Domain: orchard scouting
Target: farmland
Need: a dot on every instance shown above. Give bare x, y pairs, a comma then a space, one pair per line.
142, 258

---

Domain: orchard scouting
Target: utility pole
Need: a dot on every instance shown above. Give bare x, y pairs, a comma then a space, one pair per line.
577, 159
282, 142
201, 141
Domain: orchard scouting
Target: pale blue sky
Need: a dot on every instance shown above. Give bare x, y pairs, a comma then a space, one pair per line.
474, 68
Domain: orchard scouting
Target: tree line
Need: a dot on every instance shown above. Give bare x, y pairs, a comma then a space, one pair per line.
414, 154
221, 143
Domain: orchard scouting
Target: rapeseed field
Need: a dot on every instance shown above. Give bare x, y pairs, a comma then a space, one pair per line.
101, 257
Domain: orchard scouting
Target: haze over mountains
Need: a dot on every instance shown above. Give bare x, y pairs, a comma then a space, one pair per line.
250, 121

--

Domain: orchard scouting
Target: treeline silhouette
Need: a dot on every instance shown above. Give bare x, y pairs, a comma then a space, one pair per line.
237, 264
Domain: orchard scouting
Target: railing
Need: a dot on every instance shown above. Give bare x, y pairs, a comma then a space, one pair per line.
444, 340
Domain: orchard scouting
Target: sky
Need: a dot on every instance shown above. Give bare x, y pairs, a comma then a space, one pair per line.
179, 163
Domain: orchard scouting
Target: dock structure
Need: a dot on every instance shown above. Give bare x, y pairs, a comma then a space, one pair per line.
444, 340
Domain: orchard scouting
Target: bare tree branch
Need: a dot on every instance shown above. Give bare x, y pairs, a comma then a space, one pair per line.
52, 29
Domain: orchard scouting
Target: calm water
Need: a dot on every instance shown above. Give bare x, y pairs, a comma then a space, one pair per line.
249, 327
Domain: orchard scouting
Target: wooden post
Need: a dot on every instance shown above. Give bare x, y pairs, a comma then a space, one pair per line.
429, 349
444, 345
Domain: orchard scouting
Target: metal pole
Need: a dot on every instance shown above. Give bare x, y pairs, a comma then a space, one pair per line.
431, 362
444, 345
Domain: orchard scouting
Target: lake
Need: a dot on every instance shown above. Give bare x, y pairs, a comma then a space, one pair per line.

**PROBLEM**
With the data above as the source, tally the lines that include the string "pole", and give that figure alone.

**EXERCISE OUTPUT**
2